— Start QUOTED PASSAGE —

I’m sorry I haven’t a clue…

As well as being a very popular British comedy, it is how I sometimes feel about what is happening inside the Liberty Web servers, and products like z/OSMF, z/OS Connect and MQWEB. It feels like a spacecraft in cartoons – there are usually only two controls – start and stop.

One reason for this is that the developers often do not have to use the product in production, and have not sat there, head in hand saying “what is going on ?”.

In this post I’ll cover

What data values to expose

As a concept, if you give someone a lever to pull – you need to give them a way of showing the effect of pulling the level.

If you give someone a tuning parameter, they need to know the impact of using the tuning parameter. For example

  • you implement a pool of blocks of storage.
  • you can configure the number of maximum number of blocks
  • if a thread needs some storage, and there is a free block in the pool, then assign the block to the thread. When the thread has finished with it, the thread goes back into the pool.
  • if all the blocks in the pool are in-use, allocate a block. When the thread has finished with the block – free it.
  • if you specify a very large number of blocks it could cause a storage shortage

The big questions with this example is “how big do you make the pool”?

To be able to specify the correct pool size you need to know information like

  • What was the maximum number of blocks used – in total
  • How many times were additional blocks allocated (and freed)
  • What was the total number of blocks requested.

You might decide that the pool is big enough if less than1% of requests had to allocate a block.

If you find that the maximum value used was 1% of the size of the pool, you can make the pool much smaller.

If you find that 99% of the requests were allocated/freed, this indicates the pool is much to small and you need to increase the size.

For other areas you could display

  • The number of authentication requests that were userid+ password, or were from a certificate.
  • The number of authentication requests which failed.

— End QUOTED PASSAGE —
— Start DATASET CONTENT —

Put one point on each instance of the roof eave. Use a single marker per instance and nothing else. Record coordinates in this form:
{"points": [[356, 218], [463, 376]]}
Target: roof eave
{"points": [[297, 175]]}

— End DATASET CONTENT —

COMPLETE THE FOLLOWING:
A. In the blog post about Liberty Web servers, edit the part starting at "If you give someone a tuning" and ending at "blocks of storage." so that "tuning parameter" is replaced with "configuration setting".
B. Summarize the blog post about Liberty Web servers in two sentences.
C. Extend the blog post about Liberty Web servers, continuing from the point where it stops.

ANSWERS:
A.
If you give someone a configuration setting, they need to know the impact of using the configuration setting. For example

  • you implement a pool of blocks of storage.

B. The post says that what happens inside Liberty Web servers and products such as z/OSMF, z/OS Connect and MQWEB can be hard to see, partly because developers often do not use the product in production. It argues that anyone given a tuning parameter needs data showing its impact, and it illustrates this with a pool of storage blocks that can only be sized correctly from figures such as the maximum number of blocks used and how often extra blocks were allocated.

C.
  • The list of userid names in the userid cache.
  • How many times each application was invoked.
  • The number of times a thread had to wait for a resource.
  • The elapsed time waiting for a resource, and what the resource was.

What attributes to expose

You look at the data to ask

  • Do I have a problem now?
  • Will I have a problem in the future? You need to collect information over time and look at trends.
  • When we had a problem yesterday, did this component contribute to it? You need to have historical data.

It is not obvious what data attributes you should display.

  • The “value now” is is easy to understand.
  • The “average value” is harder. Is this from the start of the application (6 months ago), or a weighted average (99 * previous average + current value)/100. With this weighted average, a change since the previous value indicates the trend.
  • The maximum value is hard – from when? There may have been a peak at startup, and small peaks since then will not show up. Having a “reset command” can be useful, or have it reset on a timer – such as display and reset every 10 minutes.
  • If you “reset” the values and display the value before any activity, what do you display? “0”s for all of the values, or the values when the reset command was issued.

Resetting values can make it easier to understand the data. Comparing two 8 digit numbers is much harder than comparing two 2 digit numbers.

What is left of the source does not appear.